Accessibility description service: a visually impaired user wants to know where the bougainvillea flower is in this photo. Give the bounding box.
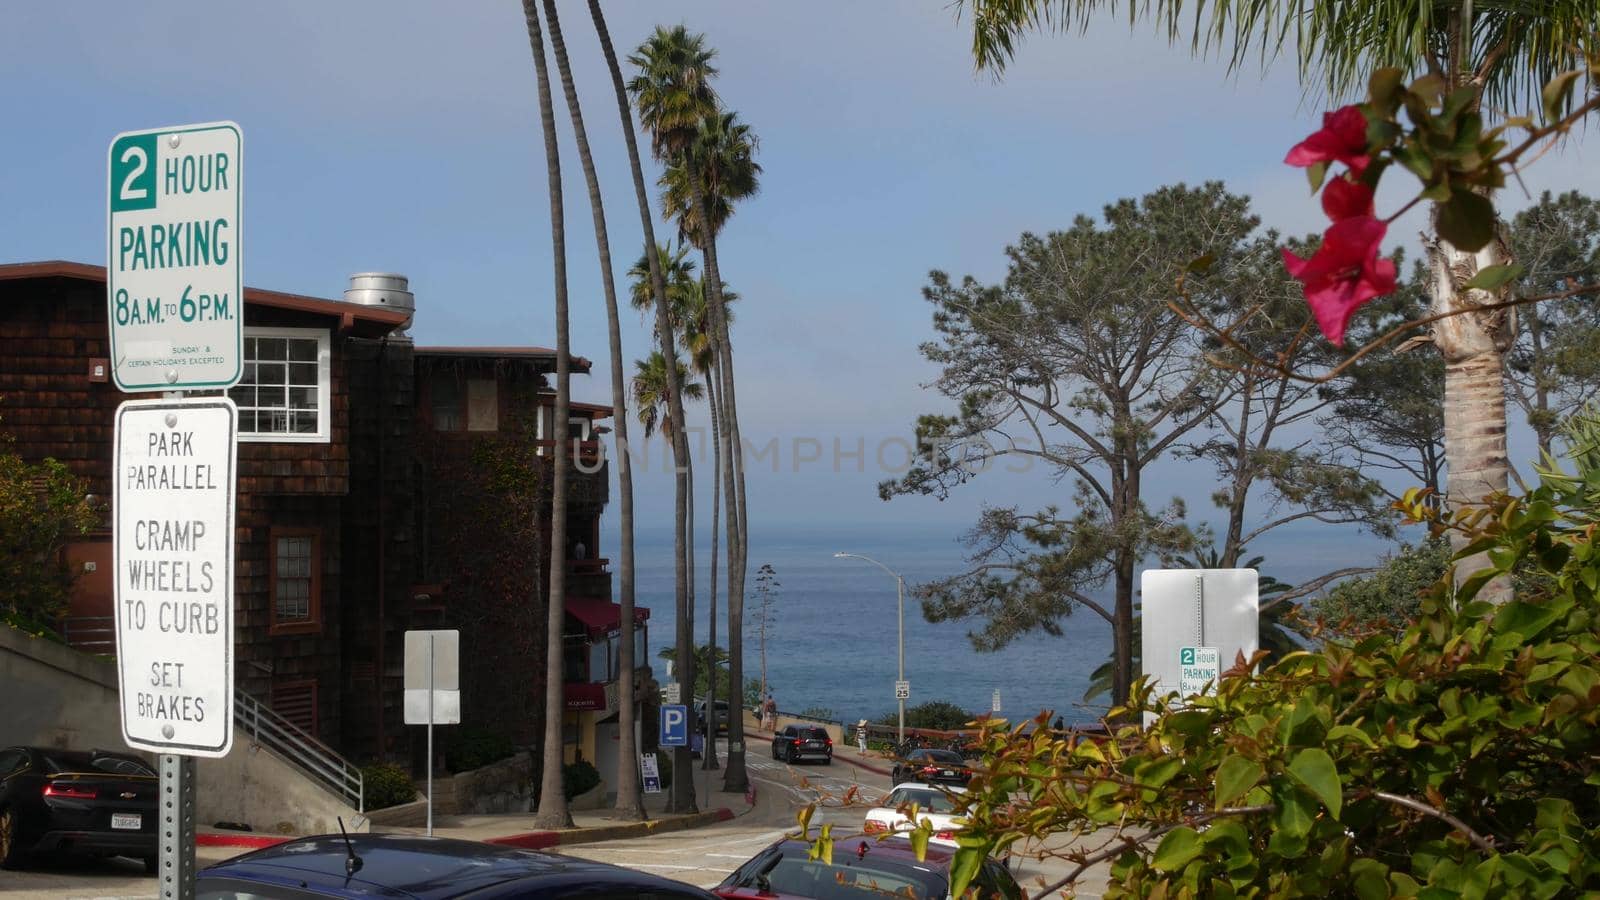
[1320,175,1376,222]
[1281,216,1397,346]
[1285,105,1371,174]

-------

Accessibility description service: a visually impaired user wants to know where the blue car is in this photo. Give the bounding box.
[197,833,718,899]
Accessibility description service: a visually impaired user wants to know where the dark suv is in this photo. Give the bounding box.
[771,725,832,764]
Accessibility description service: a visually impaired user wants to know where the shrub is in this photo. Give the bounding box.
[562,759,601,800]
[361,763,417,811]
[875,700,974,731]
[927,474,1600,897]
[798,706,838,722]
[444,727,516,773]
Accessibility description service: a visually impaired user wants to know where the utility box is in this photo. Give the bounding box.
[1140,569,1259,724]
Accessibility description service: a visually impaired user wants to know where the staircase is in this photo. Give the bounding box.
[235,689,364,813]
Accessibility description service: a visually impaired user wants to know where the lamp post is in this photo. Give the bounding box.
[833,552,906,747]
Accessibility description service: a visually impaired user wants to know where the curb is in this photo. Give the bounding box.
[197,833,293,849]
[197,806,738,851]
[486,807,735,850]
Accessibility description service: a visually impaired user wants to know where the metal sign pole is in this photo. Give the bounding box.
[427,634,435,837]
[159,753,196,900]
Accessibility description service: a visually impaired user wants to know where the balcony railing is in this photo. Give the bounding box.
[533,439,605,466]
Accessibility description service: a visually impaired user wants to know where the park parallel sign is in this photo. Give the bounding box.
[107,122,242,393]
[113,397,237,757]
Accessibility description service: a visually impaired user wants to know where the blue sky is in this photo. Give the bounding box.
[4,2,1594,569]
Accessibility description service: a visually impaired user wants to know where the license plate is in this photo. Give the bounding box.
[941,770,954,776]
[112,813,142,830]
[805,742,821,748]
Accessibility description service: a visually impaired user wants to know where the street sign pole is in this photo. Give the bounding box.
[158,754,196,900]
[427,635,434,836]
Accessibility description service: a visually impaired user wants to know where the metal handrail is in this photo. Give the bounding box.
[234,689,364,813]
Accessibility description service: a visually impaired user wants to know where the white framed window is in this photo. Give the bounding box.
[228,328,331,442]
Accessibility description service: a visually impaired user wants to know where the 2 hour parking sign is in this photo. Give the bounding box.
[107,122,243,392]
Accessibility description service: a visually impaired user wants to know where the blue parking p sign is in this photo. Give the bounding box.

-------

EXERCISE BRIEF:
Give back, word for word, only the lines above from the line holding "where the license" to the line holding "the blue parking", both included.

YOUR RESPONSE:
Accessibility description service: a visually impaired user wants to know where the license plate is in this photo. Give the bounding box.
[941,770,954,776]
[112,813,142,830]
[805,742,821,748]
Accessibility description service: a visually impaired user wants to know where the street sign pole is in this photo. Give the bounding box.
[158,754,196,900]
[427,635,434,836]
Accessibility description service: a visually impaired user wants to know where the metal handrail is in this photo. Give the bounding box.
[234,689,364,813]
Accessibility description service: a visually impaired user wants to know where the white framed window is in this photo. Give the bounding box.
[228,328,331,442]
Accessibility description service: a visually impaired user wants to know where the 2 hour parking sign is in this photo. Give the bounding box.
[107,122,243,392]
Accessibility description service: a visually impaired user wants to know where the blue parking p sign is in this photo. Give the bounding box.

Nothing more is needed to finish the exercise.